▶ [Exercise directions]
Which lines in the listing below contain the word "branch"? Copy each one.

========================

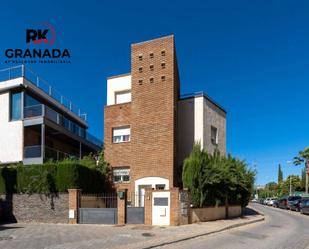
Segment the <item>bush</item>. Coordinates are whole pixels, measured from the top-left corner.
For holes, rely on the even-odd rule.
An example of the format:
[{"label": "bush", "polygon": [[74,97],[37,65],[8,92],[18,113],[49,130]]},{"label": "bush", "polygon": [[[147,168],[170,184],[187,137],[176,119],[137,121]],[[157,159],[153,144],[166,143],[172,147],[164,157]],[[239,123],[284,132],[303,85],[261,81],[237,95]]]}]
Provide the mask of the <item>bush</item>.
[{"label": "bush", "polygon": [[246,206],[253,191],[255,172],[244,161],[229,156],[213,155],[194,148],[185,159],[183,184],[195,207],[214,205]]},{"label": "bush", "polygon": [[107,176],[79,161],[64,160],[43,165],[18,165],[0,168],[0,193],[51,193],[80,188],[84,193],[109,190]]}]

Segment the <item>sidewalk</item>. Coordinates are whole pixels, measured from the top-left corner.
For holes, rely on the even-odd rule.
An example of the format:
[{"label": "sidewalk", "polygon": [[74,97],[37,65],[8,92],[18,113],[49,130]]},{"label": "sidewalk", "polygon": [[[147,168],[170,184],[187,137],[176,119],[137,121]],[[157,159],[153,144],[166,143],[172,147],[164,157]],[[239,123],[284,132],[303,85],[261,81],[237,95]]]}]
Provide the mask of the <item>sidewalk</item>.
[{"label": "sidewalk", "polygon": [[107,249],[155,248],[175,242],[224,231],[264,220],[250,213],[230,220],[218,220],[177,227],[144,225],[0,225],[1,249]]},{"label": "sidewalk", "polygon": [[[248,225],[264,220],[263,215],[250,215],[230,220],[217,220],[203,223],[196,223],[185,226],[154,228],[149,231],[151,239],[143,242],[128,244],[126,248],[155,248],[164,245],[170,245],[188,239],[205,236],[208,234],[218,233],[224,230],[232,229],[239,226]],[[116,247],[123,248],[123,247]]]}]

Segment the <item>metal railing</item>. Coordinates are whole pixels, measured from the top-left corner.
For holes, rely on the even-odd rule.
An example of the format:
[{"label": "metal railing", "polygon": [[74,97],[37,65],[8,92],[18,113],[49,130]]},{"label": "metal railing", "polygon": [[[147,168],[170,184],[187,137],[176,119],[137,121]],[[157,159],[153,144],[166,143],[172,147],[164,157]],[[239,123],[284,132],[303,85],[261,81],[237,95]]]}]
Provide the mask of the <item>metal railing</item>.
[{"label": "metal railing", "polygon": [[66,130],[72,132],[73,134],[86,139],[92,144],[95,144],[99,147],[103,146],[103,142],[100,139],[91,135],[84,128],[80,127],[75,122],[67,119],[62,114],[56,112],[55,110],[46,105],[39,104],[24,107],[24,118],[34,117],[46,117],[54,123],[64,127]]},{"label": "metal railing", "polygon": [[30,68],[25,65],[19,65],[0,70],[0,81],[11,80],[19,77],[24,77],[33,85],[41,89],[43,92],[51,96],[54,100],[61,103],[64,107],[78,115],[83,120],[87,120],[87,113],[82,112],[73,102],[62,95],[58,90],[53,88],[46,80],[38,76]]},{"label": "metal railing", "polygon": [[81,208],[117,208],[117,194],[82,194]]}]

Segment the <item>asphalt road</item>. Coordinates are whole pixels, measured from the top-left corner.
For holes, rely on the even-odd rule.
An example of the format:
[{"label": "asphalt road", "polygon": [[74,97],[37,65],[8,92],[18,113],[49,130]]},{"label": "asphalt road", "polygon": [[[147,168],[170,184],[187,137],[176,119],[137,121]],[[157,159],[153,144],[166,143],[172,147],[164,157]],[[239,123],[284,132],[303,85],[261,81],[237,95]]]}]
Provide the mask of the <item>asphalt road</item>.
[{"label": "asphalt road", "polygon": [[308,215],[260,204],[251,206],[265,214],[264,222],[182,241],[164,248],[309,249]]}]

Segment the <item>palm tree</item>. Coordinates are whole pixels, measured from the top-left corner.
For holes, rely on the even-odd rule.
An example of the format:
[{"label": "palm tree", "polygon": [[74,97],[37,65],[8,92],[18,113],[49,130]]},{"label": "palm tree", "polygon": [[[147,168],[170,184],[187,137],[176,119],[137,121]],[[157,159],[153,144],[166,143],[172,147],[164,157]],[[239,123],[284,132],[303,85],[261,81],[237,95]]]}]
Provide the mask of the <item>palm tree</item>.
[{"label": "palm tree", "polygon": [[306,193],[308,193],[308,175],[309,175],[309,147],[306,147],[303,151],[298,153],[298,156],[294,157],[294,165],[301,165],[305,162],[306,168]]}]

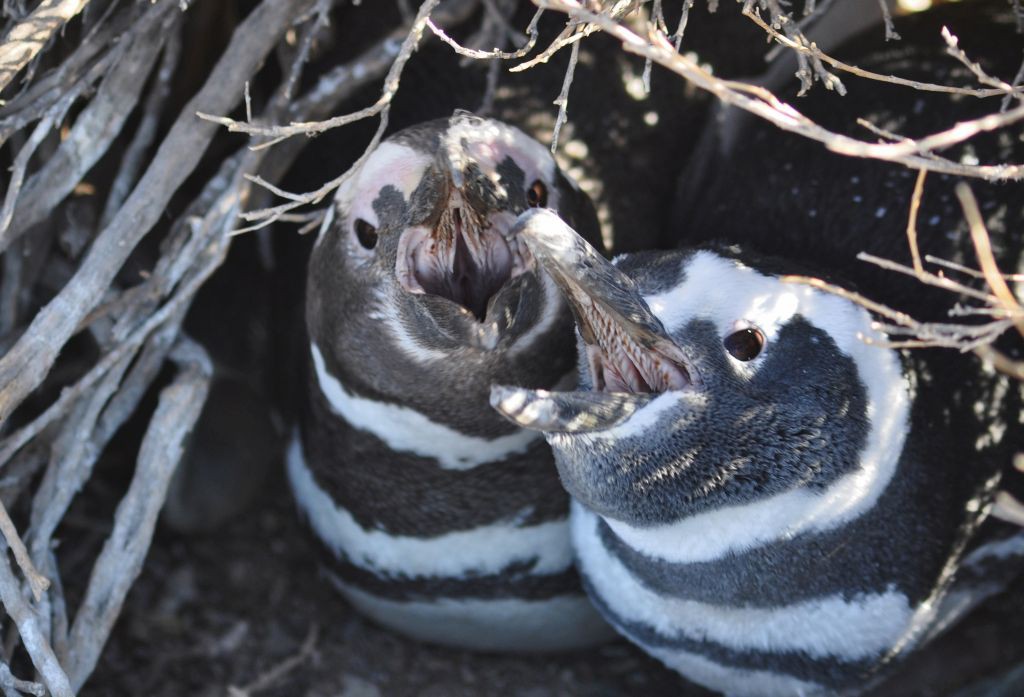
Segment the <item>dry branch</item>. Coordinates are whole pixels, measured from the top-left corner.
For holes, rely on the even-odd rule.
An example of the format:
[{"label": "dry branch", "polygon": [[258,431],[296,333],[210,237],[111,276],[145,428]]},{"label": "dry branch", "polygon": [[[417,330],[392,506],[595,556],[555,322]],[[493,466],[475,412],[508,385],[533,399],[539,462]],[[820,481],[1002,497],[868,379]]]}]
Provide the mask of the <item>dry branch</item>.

========================

▶ [Output of the task]
Segment the <item>dry branch</item>. Coordinates are whole pixels, measured from the top-left corner.
[{"label": "dry branch", "polygon": [[258,431],[296,333],[210,237],[111,276],[145,428]]},{"label": "dry branch", "polygon": [[[417,330],[392,506],[595,556],[555,322]],[[493,466],[475,412],[508,385],[533,399],[539,462]],[[820,481],[1002,497],[868,379]]]}]
Provide the mask of the <item>dry branch</item>.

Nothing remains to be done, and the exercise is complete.